*GIVEN REQUEST 1:*
Answer these from the Paragraph panel tutorial below:
(a) Which menu in the Menu Bar lists Paragraph as a way to open the panel?
(b) Which panel does the group open to when you click the toggle icon in the Options Bar?
(c) Which alignment option is selected by default?
*GIVEN REQUEST 2:* Pick up the Paragraph panel tutorial below after its last sentence and keep writing it.

══ READING TEXT ══

As we learned in the previous tutorial, the Character and Paragraph panels are grouped together into a single panel group. One way to access the Paragraph panel is by going up to the Window menu in the Menu Bar along the top of the screen and choosing Paragraph from the list:

Selecting the Paragraph panel from the Window menu in the Menu Bar. Image © 2011 Photoshop Essentials.com
Go to Window > Paragraph.

Or, you can click on the Character and Paragraph panels toggle icon in the Options Bar along the top of the screen:

The Character and Paragraph panels toggle icon in the Options Bar in Photoshop. Image © 2011 Photoshop Essentials.com
Click on the Character and Paragraph panels toggle icon.

This will open the Character and Paragraph panel group. If you selected Paragraph from under the Window menu, the group will automatically open to the Paragraph panel. If you clicked on the toggle icon in the Options Bar, the group will open to the Character panel, but we can easily switch between the two panels simply by clicking on their name tabs at the top of the group. I’ll click on the Paragraph tab:

The Character and Paragraph panel group in Photoshop. Image © 2011 Photoshop Essentials.com
Click on the Paragraph panel’s name tab at the top of the group to switch to it.

This opens the Paragraph panel:

The Paragraph panel in Photoshop. Image © 2011 Photoshop Essentials.com
The Paragraph panel.

The Alignment Options

Along the top of the Paragraph panel is a row of icons for aligning and justifying our text. The first three icons on the left of the row are the alignment options. From left to right, we have Left Align Text, Center Text, and Right Align Text:

The text alignment options in the Paragraph panel in Photoshop. Image © 2011 Photoshop Essentials.com
The Left Align Text, Center Text and Right Align Text options.

If these options look familiar, it’s because they’re the exact same alignment options found in the Options Bar when we have the Type Tool selected. It makes no difference if you set your alignment in the Options Bar or the Paragraph panel. The Left Align Text option is selected for us by default:

The text alignment options in the Options Bar in Photoshop. Image © 2011 Photoshop Essentials.com
The same type alignment options can be accessed from the Options Bar.

═══
══ LISTING ══

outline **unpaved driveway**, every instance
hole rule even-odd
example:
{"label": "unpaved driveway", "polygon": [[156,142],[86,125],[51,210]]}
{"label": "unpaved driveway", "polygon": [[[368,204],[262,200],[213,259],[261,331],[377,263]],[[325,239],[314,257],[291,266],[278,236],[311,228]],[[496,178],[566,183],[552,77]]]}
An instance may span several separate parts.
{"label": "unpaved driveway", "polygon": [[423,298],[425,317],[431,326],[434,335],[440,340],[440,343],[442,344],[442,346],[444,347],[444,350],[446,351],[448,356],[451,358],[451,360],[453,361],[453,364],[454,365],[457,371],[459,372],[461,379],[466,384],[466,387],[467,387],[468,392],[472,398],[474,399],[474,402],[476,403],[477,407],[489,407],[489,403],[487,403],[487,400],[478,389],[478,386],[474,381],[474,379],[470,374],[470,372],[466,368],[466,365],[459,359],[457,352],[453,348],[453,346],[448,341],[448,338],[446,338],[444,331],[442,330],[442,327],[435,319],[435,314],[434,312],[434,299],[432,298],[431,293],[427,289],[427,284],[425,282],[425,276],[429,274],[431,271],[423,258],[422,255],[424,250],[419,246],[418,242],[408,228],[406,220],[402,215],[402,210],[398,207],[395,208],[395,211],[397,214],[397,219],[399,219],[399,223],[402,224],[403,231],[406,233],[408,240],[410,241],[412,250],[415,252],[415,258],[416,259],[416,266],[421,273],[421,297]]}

═══

*WRITTEN RESPONSE 1:*
(a) The Window menu (Window > Paragraph).
(b) The Character panel.
(c) Left Align Text.

*WRITTEN RESPONSE 2:*
Choosing Left Align Text (the default choice) will align your type with the left side of the text box (when using area type):

An example of left aligned paragraph type in Photoshop. Image © 2011 Photoshop Essentials.com
An example of left-aligned paragraph (area) type.

The Center Text option will center each line of type in the paragraph:

An example of center aligned paragraph type in Photoshop. Image © 2011 Photoshop Essentials.com
Center-aligned paragraph type.

Right Align Text will align the type with the right side of the text box:

An example of right aligned paragraph type in Photoshop. Image © 2011 Photoshop Essentials.com
Right-aligned paragraph type.

The Justification Options

The next four icons in the row along the top of the Paragraph panel are the justification options. From left to right, we have Justify Last Left, Justify Last Centered, Justify Last Right, and finally, Justify All. These options are only available in the Paragraph panel. In fact, all of the options we’ll look at from this point on are found exclusively in the Paragraph panel. The only options here that can also be found in the Options Bar are the alignment options we looked at a moment ago:

The type justification options in the Paragraph panel in Photoshop. Image © 2011 Photoshop Essentials.com
The type justification options (Last Left, Last Centered, Last Right, and Justify All).

When we choose any of these justification options, Photoshop re-adjusts the spacing between the words so that every line of type in the paragraph fills the entire width of the text box from left to right, creating a “block” of text. The only difference between the four options is how Photoshop handles the very last line in the paragraph. With Justify Last Left, Photoshop aligns the last line to the left side of the text box:

An example of type using the Justify Last Left option in the Paragraph panel in Photoshop. Image © 2011 Photoshop Essentials.com
The Justify Last Left option aligns the last line of the paragraph to the left.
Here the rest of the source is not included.